Gender-based violence (GBV) is not just a private tragedy, it is a public crisis that reflects the deep-rooted inequalities in our society. In Zimbabwe, and across Africa, women and girls continue to suffer at the hands of intimate partners, relatives, and even institutions meant to protect them. The time for rhetorical commitment has long passed; what we now need is resolute action.
Recent reports indicate that Zimbabwe’s GBV prevalence rate stands at a staggering 40%, ten percentage points above the global average. This figure is not just a statistic; it represents shattered lives, lost futures, and intergenerational trauma. While the government’s launch of the 2023–2030 National Strategy to Prevent and Address GBV is commendable, strategies without consistent implementation risk becoming another file in bureaucratic drawers.
Efforts such as the “Women at the Centre” project in Matabeleland North and the establishment of safe spaces in Manicaland are crucial. They signal a shift towards survivor-centered care, integrated service delivery, and a community-based approach. But isolated projects cannot solve a systemic problem. They must be scaled nationally, backed by consistent funding, trained personnel, and political will.
Internationally, the picture is equally grim. From Sudan, where over 200 children have been victims of sexual violence in conflict zones, to Nigeria, where activists are calling for a state of emergency over GBV, the pattern is clear: violence against women and girls is pervasive, normalized, and inadequately addressed. Even in relatively stable regions like Algeria, femicide is rising while government action remains muted.
Faith and community-based organizations are increasingly stepping up where governments fall short. Initiatives like “Transforming Masculinities” in the DRC and “Hurukuro for GBV Prevention” in Zimbabwe demonstrate the power of cultural and spiritual tools in changing harmful norms. But they too need support and legal backing to operate effectively.
At the heart of this issue is patriarchy, a system that permits abuse to persist under the guise of tradition, culture, or religion. It is a system that blames victims, shields perpetrators, and devalues the voices of survivors. If we are serious about ending GBV, we must challenge these power structures head-on.
This is a national emergency. Just as we mobilize for pandemics or elections, we must mobilize to protect the dignity and rights of women and girls. Parliament must pass stronger laws, the police must enforce them impartially, and communities must speak out without fear. Men, especially, must move from silence to solidarity, from bystanders to allies.
Gender-based violence is not inevitable. It is preventable. But prevention requires more than policies, it requires conviction. Zimbabwe cannot wait for another tragedy to act decisively. Let this be the generation that says: enough is enough.

## [Record set]
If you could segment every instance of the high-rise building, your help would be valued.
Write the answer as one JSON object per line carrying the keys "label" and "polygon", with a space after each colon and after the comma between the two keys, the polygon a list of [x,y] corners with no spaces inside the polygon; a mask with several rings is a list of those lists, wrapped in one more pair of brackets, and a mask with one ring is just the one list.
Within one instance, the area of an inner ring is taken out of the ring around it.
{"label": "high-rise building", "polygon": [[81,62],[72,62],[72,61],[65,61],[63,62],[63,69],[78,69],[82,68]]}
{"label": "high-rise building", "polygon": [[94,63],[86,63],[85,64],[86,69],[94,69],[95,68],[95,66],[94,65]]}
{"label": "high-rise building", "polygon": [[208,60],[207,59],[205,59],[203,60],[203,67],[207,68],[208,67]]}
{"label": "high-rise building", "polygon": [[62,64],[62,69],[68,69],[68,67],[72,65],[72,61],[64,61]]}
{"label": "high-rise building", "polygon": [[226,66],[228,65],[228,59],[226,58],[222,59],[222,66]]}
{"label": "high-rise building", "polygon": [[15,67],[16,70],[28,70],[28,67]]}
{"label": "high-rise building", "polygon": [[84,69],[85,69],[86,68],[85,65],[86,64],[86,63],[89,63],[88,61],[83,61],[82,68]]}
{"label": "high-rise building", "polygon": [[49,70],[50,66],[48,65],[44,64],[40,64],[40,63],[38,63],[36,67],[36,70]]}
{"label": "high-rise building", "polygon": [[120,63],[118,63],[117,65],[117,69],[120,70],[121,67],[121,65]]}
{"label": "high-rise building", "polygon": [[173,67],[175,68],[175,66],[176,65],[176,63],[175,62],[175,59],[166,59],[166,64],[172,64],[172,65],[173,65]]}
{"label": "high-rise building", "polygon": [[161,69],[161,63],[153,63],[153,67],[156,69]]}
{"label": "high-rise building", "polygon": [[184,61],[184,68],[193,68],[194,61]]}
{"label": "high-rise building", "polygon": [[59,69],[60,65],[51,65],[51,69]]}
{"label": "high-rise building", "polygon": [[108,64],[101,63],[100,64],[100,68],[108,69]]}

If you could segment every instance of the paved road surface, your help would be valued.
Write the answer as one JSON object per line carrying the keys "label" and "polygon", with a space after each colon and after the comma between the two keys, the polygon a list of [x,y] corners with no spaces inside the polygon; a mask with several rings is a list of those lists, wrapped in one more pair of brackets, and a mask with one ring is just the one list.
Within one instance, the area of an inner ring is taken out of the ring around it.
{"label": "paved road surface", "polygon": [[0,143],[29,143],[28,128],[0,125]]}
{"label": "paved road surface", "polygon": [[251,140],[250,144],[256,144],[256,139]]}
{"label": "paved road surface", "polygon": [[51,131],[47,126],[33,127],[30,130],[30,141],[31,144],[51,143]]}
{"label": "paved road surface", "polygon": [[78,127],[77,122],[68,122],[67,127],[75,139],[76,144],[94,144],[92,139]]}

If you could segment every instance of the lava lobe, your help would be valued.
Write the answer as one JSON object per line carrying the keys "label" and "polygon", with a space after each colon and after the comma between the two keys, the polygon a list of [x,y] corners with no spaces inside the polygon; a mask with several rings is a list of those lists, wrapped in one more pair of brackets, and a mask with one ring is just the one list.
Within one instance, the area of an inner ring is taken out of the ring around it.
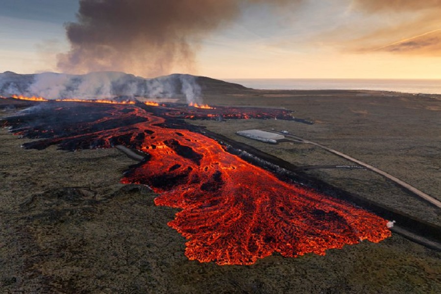
{"label": "lava lobe", "polygon": [[[328,249],[364,240],[378,242],[391,235],[387,220],[282,181],[227,152],[217,142],[179,128],[175,122],[177,117],[196,117],[205,111],[213,114],[219,108],[160,111],[156,106],[87,104],[42,102],[46,105],[8,118],[6,124],[16,134],[41,139],[24,144],[26,148],[122,145],[147,153],[122,182],[148,185],[159,194],[157,205],[182,209],[169,225],[188,240],[185,254],[190,259],[249,265],[274,251],[287,257],[324,255]],[[238,113],[240,118],[253,117],[243,110]],[[225,109],[213,115],[233,116]],[[170,118],[174,122],[168,124]]]}

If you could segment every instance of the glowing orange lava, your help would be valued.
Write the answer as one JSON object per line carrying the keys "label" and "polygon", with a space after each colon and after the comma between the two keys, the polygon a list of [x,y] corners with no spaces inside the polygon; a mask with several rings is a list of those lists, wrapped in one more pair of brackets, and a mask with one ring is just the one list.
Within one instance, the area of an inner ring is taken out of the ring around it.
{"label": "glowing orange lava", "polygon": [[[159,194],[157,205],[182,209],[168,224],[188,240],[190,259],[250,265],[274,252],[322,255],[329,249],[365,240],[378,242],[391,235],[388,221],[372,213],[282,181],[201,134],[167,128],[167,114],[160,117],[132,105],[59,106],[42,109],[47,112],[39,116],[8,119],[25,137],[46,138],[24,146],[57,144],[74,150],[123,145],[144,151],[146,161],[122,182],[147,185]],[[73,112],[74,116],[66,115]],[[35,120],[37,129],[29,126]]]}
{"label": "glowing orange lava", "polygon": [[159,106],[159,103],[157,102],[153,102],[153,101],[146,101],[144,102],[144,104],[146,105],[148,105],[149,106]]}
{"label": "glowing orange lava", "polygon": [[201,262],[250,265],[274,251],[324,255],[391,236],[387,220],[344,201],[280,181],[186,130],[154,126],[141,143],[148,162],[122,179],[145,184],[158,205],[181,208],[169,225],[189,240],[186,255]]}
{"label": "glowing orange lava", "polygon": [[215,107],[212,107],[208,104],[198,104],[197,103],[191,102],[188,104],[189,106],[193,106],[201,109],[216,109]]}
{"label": "glowing orange lava", "polygon": [[107,99],[98,99],[93,100],[87,100],[84,99],[77,99],[76,98],[66,98],[65,99],[56,99],[55,101],[65,101],[65,102],[89,102],[93,103],[106,103],[108,104],[135,104],[134,101],[117,101],[113,100],[108,100]]}
{"label": "glowing orange lava", "polygon": [[15,99],[19,99],[20,100],[28,100],[30,101],[48,101],[47,99],[45,99],[43,97],[36,97],[32,96],[27,97],[23,96],[23,95],[12,95],[12,98]]}

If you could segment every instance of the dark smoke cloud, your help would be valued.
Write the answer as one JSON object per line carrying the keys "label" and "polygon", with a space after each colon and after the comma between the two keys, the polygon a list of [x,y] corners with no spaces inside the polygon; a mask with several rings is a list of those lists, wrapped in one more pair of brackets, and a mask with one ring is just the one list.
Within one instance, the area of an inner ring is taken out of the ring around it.
{"label": "dark smoke cloud", "polygon": [[119,71],[144,76],[191,70],[200,41],[250,5],[297,0],[80,0],[66,25],[71,49],[58,55],[65,73]]}

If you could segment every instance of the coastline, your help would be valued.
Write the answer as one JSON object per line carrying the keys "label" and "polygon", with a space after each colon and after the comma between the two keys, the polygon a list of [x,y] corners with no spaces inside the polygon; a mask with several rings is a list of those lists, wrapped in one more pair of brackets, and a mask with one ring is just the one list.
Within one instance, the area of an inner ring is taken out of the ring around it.
{"label": "coastline", "polygon": [[[234,133],[236,129],[286,129],[381,168],[439,199],[441,138],[435,127],[441,100],[415,98],[365,91],[212,93],[204,102],[284,107],[315,123],[192,122],[299,166],[345,163],[307,145],[268,145]],[[275,254],[251,266],[189,261],[184,255],[185,240],[167,225],[177,210],[154,206],[154,195],[140,187],[123,189],[119,179],[135,162],[117,150],[24,150],[20,148],[24,140],[4,129],[0,141],[5,154],[0,171],[0,241],[5,245],[1,249],[5,258],[0,289],[5,293],[441,291],[441,253],[396,234],[378,244],[330,250],[324,256]],[[430,207],[366,171],[309,172],[428,220],[440,221],[439,211],[431,212]],[[66,190],[70,188],[76,190]],[[60,191],[72,197],[61,196]]]}

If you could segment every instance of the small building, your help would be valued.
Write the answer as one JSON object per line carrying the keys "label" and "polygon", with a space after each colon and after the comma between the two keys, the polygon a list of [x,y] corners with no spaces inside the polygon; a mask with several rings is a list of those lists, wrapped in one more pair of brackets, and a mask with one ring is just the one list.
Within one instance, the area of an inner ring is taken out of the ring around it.
{"label": "small building", "polygon": [[285,139],[283,135],[262,130],[245,130],[239,131],[236,133],[239,136],[271,144],[277,144],[279,141]]}

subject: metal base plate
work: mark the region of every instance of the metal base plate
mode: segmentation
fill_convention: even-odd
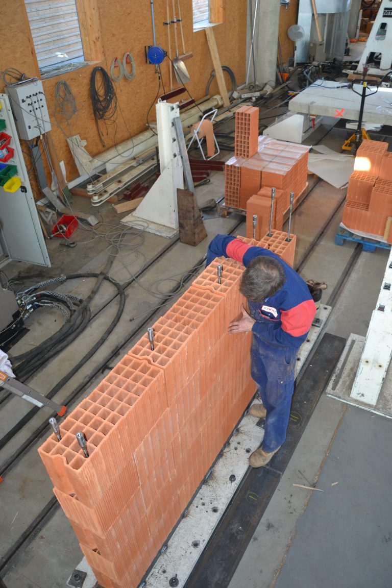
[[[357,335],[350,335],[344,350],[341,354],[336,369],[326,390],[326,394],[332,398],[346,402],[353,406],[359,406],[375,415],[380,415],[392,419],[392,373],[389,369],[387,374],[375,406],[351,398],[350,393],[354,383],[359,365],[365,338]]]

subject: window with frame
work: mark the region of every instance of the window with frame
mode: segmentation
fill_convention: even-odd
[[[84,62],[75,0],[25,0],[40,71]]]
[[[193,31],[223,22],[223,0],[192,0]]]

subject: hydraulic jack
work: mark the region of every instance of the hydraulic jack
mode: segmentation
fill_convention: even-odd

## [Assignment A]
Decide whether each statement agrees with the article on gender-based violence, answering yes or no and quoting the words of the article that settle it: (i) Zimbabwe's GBV prevalence rate is 40%. (ii) The "Women at the Centre" project is in Manicaland. (iii) Femicide in Algeria is falling.
## [Assignment B]
Translate this sentence from the article on gender-based violence into French: "Faith and community-based organizations are increasingly stepping up where governments fall short."
None of the lines are needed for these tasks.

## [Final answer A]
(i) Yes: "Zimbabwe’s GBV prevalence rate stands at a staggering 40%"
(ii) No: "the “Women at the Centre” project in Matabeleland North"
(iii) No: "femicide is rising while government action remains muted"

## [Final answer B]
Les organisations confessionnelles et communautaires prennent de plus en plus le relais là où les gouvernements font défaut.